- [Document excerpt]
_ _ _ _ _

WASHINGTON, DC – For patients with rheumatoid arthritis (RA) with interstitial lung disease (ILD), long-term survival seems better for those who receive rituximab as their first biologic rather than a tumor necrosis factor-α inhibitor (TNFi), according to a study presented at the annual meeting of the American College of Rheumatology.
Katie Druce, PhD, from the Arthritis UK Centre for Epidemiology at the University of Manchester, and colleagues examined five-year mortality in patients with RA-ILD starting either rituximab or TNFi as their first biologic therapy for RA.
The researchers found that there were 76 deaths in 804.9 person-years in the TNFi cohort and eight deaths in 156.7 person-years in the rituximab cohort during five years of follow-up. Per 1,000 person-years, the deaths rates were 94.4 and 51.0 in the TNFi and rituximab cohorts, respectively. In 36.5 percent of the 74 available death certificates from the TNFi cohort and all three certificates in the rituximab cohort, ILD was recorded.

_ _ _ _ _

- [Entries provided]
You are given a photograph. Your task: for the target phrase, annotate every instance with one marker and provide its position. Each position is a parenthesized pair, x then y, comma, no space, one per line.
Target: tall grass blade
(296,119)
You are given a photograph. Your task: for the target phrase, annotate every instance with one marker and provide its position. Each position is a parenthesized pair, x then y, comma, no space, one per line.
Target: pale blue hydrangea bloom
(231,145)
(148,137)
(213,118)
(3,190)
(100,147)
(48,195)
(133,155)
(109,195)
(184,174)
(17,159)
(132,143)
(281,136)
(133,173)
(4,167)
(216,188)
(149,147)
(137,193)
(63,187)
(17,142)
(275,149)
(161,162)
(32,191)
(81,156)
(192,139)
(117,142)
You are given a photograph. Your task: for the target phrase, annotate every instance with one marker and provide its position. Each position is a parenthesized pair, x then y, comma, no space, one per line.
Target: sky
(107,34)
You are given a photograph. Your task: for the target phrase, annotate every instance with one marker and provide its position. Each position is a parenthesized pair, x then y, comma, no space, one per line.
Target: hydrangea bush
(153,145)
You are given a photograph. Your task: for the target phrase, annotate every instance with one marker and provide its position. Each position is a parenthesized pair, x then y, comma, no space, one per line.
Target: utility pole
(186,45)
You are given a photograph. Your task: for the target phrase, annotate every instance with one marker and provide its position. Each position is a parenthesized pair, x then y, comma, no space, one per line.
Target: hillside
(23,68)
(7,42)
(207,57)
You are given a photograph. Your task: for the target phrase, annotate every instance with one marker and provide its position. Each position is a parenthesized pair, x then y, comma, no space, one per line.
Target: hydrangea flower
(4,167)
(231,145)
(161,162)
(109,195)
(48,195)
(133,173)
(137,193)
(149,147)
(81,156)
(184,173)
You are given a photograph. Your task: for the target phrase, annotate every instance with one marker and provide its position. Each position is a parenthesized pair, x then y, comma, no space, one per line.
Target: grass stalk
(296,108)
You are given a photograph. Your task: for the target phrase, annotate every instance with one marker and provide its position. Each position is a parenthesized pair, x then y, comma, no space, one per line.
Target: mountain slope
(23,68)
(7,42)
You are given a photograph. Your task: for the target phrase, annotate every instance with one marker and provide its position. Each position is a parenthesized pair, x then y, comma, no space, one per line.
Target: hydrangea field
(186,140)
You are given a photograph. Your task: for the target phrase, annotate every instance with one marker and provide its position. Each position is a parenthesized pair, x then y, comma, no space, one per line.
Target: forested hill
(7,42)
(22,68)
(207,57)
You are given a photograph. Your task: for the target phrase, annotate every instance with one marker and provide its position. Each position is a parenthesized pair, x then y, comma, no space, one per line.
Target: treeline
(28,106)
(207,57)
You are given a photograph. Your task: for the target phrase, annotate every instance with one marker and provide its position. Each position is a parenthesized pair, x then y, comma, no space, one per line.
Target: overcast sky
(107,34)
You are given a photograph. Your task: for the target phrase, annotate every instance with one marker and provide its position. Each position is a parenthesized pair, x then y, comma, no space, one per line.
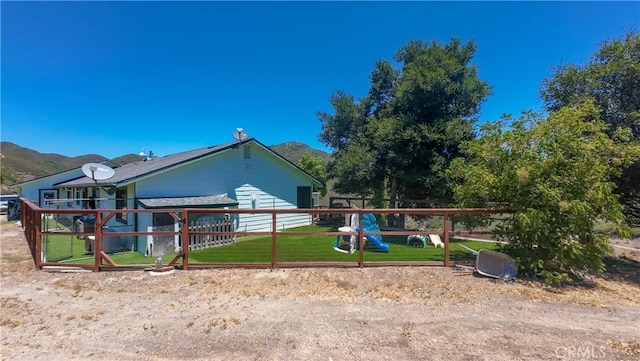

_ _ _ _ _

- [Task set]
[1] Based on the news report on rheumatoid arthritis, decide whether each statement agrees with it. (a) The study was presented at the annual meeting of the American College of Rheumatology. (b) The rituximab cohort had more deaths than the TNFi cohort. (c) Patients were followed for ten years. Answer yes or no for each, and quote the words of the report that decide it.
[2] According to the news report on rheumatoid arthritis, what was the death rate per 1,000 person-years in the rituximab cohort?
[3] Copy out the passage of the news report on rheumatoid arthritis from "Katie Druce, PhD, from" to "therapy for RA.".

- [Numbered answers]
[1]
(a) Yes: "according to a study presented at the annual meeting of the American College of Rheumatology"
(b) No: "there were 76 deaths in 804.9 person-years in the TNFi cohort and eight deaths in 156.7 person-years in the rituximab cohort"
(c) No: "during five years of follow-up"

[2] 51.0 deaths per 1,000 person-years.

[3]
Katie Druce, PhD, from the Arthritis UK Centre for Epidemiology at the University of Manchester, and colleagues examined five-year mortality in patients with RA-ILD starting either rituximab or TNFi as their first biologic therapy for RA.